▶ [Records provided]:
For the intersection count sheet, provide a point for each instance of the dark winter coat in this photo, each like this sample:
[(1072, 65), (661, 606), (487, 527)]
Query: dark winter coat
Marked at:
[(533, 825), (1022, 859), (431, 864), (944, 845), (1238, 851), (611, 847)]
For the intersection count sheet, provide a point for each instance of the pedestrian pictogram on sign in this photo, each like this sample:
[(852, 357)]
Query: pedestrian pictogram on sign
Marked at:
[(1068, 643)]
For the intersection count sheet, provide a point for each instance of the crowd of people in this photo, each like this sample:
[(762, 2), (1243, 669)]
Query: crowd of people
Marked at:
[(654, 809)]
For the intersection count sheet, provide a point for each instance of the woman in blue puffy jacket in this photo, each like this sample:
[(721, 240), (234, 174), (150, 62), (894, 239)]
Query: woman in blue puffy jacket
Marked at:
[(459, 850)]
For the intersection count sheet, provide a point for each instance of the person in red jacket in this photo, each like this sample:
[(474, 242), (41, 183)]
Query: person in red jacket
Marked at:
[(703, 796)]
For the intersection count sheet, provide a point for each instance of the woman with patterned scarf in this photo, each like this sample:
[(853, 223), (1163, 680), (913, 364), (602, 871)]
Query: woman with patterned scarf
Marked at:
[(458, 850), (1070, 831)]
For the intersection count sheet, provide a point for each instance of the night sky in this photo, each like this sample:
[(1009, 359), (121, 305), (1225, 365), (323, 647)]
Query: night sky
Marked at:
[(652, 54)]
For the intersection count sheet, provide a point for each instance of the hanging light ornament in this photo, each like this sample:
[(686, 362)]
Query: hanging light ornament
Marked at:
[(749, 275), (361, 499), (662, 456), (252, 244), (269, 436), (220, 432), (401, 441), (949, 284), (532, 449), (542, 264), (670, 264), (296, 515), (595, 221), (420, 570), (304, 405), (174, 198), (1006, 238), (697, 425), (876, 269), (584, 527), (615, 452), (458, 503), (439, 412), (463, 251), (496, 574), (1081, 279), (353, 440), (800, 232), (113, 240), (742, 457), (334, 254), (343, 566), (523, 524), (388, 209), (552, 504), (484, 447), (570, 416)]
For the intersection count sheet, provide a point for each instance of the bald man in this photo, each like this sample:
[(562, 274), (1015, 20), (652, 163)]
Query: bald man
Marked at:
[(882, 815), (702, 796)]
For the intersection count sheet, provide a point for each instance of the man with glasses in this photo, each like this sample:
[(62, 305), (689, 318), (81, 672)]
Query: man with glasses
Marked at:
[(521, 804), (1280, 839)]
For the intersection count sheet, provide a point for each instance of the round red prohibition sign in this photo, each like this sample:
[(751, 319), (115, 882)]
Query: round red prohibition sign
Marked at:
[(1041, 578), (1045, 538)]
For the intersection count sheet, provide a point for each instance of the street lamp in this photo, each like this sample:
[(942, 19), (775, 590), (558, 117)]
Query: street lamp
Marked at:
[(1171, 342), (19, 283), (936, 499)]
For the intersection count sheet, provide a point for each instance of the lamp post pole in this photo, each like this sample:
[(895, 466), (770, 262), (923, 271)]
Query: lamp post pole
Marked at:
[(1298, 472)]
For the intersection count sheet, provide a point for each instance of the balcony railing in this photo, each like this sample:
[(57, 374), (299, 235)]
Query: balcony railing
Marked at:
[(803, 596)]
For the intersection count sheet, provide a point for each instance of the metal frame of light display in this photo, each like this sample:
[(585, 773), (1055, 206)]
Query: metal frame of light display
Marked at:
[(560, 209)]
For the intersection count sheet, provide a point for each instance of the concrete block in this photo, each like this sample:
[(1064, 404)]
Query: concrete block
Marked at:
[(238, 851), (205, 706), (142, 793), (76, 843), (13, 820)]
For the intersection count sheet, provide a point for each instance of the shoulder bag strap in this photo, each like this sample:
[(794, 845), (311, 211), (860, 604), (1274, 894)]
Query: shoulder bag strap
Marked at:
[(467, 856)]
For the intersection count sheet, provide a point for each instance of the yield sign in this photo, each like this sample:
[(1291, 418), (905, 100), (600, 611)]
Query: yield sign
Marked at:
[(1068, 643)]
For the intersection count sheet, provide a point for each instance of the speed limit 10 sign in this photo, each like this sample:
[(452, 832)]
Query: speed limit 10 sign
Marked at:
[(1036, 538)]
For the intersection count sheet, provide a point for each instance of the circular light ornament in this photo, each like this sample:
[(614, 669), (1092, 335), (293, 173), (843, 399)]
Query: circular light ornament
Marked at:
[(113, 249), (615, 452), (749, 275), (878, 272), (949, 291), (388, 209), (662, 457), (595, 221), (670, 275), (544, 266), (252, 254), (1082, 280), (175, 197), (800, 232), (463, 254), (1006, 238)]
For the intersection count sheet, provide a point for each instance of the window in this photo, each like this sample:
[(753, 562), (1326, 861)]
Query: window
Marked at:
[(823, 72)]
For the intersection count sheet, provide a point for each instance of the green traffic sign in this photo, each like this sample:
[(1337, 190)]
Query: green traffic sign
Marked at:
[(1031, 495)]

▶ [Your task]:
Retype word for word everything in the listing above from the line that holds "[(57, 374), (299, 235)]" down to the line that holds "of the yield". Keep both end lines and leave out the rest.

▶ [Exercise output]:
[(57, 374), (299, 235)]
Query: balcony railing
Marked at:
[(803, 596)]
For the intersection count sheet, provide a point for each instance of the metal frame of light display in this photo, each like this sample:
[(585, 773), (1055, 206)]
Query: metal frame of light display
Marked at:
[(560, 209)]
For the intersection count sheet, provide a point for each instance of the concrete block in this photo, each like this sample:
[(1064, 404)]
Query: concrete block
Marked at:
[(238, 851), (205, 706), (142, 793), (76, 843), (13, 820)]
For the intersection count sheet, provide a point for each instance of the shoulder bag strap in this photo, each like this sample:
[(794, 845), (311, 211), (860, 604), (1274, 894)]
Query: shoulder bag strap
Marked at:
[(467, 856)]
For the intersection count sheet, provide a point for each instance of the yield sign in this photo, each like this sample:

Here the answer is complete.